═══ BLOCO DE TEXTO ═══

Desde colegas que se interessaram, opinaram, perguntaram e deram sugestões quanto aos imóveis, móveis, eletrodomésticos e companheiros de casa que eu procurava, e que se ofereceram para me hospedar ou abrigar minhas coisas enquanto eu estava sem teto, que se dispuseram a me dar carona para cá e para lá, com coisas, com malas, vindo do aeroporto, indo para o aeroporto, carregando as caixas de uma casa para outra.

Desde amigos e familiares que me deram/venderam/cederam/emprestaram as mais diversas coisas que se possa imaginar: tempo, atenção, compreensão, dinheiro pra caução, fogão, máquina de lavar, mesas e cadeiras, talento para montar mesas e cadeiras, panelas, pratos, talheres, colchão, cobertor, papel em branco, pastas vazias, ferro de passar e por aí vai.

Desde minha família e meu amor, que acompanharam pelo Whatsapp, passo a passo, a escolha do apartamento, das cores, do armário, da geladeira, do servidor de internet.

Até minha irmã, que dedicou dias a me ajudar a limpar cada centímetro quadrado, a escolher cada novo objeto, a medir, planejar e montar o interior, e até ficou um dia a mais para poder comprar aquela geladeira que só entrava em promoção por um dia, em plena segunda-feira de trabalho.

E todos que acompanharam e torceram, e prometeram visitar e conferir, cada um tem um pedaço desse novo lar que eu estou criando aos pouquinhos.

Algumas das pessoas que mais se interessaram e acompanharam de perto todo esse processo foram uma colega de trabalho e seu esposo, junto com a filha de 9 anos que eu amo de paixão. Eles não mediram esforços para fazer tudo que estivesse ao alcance deles, guardando com cuidado grande parte da minha mudança, que eles foram pessoalmente buscar na casa antiga; transportando a mudança para a casa nova; conseguindo as minhas duas únicas mesas, que ficaram tão perfeitas no apartamento que parece que foram feitas sob medida; insistindo em transportar o fogão e a máquina de lavar que comprei usados, muito antes que eu imaginasse; me acolhendo por dias em sua linda casa, com uma cama quentinha, um quarto limpinho, uma comida deliciosa e o carinho de família que tanto me faz falta... E isso tudo sempre com os maiores sorrisos e a vontade de servir ao próximo.

═══

## INSTRUÇÕES
a) No texto sobre a nova casa, por que a irmã ficou um dia a mais?
b) Indique se cada afirmação concorda com o texto sobre a nova casa, respondendo sim ou não e citando as palavras exatas do texto que decidem: (i) a filha do casal tem 9 anos; (ii) o fogão e a máquina de lavar foram comprados novos; (iii) a família acompanhou a escolha do apartamento por e-mail.

═══ DADOS PARA REVISÃO ═══

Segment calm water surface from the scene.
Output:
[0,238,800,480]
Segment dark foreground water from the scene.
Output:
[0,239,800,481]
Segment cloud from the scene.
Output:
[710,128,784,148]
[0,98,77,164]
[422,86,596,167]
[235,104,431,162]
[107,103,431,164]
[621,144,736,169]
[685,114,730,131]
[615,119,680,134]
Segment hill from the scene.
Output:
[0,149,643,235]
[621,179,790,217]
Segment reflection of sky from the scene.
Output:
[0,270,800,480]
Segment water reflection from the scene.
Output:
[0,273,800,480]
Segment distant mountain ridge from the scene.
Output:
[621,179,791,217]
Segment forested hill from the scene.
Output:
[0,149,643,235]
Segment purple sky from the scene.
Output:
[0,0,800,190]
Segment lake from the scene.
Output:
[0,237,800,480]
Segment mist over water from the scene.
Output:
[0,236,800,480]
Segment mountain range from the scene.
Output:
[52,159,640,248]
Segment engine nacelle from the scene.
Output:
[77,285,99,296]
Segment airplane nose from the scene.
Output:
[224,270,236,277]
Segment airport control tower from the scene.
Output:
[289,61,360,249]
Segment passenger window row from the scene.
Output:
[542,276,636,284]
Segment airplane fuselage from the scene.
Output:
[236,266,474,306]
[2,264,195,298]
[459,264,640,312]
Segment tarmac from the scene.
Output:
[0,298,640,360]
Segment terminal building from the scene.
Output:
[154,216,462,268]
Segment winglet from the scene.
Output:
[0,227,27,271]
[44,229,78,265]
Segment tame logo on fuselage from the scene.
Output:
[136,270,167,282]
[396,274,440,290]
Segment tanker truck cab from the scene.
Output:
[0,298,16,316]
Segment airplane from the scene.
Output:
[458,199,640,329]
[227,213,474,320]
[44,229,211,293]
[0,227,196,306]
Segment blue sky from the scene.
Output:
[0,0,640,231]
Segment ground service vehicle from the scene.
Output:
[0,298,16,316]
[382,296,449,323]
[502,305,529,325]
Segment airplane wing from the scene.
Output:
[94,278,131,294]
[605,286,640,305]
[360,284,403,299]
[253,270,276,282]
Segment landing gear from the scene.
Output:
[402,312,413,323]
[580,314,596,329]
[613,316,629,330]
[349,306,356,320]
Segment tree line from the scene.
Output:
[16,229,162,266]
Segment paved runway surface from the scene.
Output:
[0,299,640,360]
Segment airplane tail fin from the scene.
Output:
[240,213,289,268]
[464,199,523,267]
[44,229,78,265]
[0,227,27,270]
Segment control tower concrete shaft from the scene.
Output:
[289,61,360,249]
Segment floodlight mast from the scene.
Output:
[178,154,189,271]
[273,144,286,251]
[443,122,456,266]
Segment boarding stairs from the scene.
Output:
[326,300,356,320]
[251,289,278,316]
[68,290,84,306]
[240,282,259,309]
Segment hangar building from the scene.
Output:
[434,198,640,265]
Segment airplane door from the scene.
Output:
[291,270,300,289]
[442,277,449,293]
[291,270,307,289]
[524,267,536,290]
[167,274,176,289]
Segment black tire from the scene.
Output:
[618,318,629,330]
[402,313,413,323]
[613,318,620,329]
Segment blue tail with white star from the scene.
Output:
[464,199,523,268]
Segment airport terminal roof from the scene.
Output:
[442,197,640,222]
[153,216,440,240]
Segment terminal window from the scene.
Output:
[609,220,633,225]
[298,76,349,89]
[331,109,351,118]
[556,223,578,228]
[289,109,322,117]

═══

## RESPOSTAS ABAIXO
a) Para poder comprar a geladeira que só entrava em promoção por um dia.

b) (i) Sim: "junto com a filha de 9 anos". (ii) Não: "o fogão e a máquina de lavar que comprei usados". (iii) Não: "que acompanharam pelo Whatsapp, passo a passo".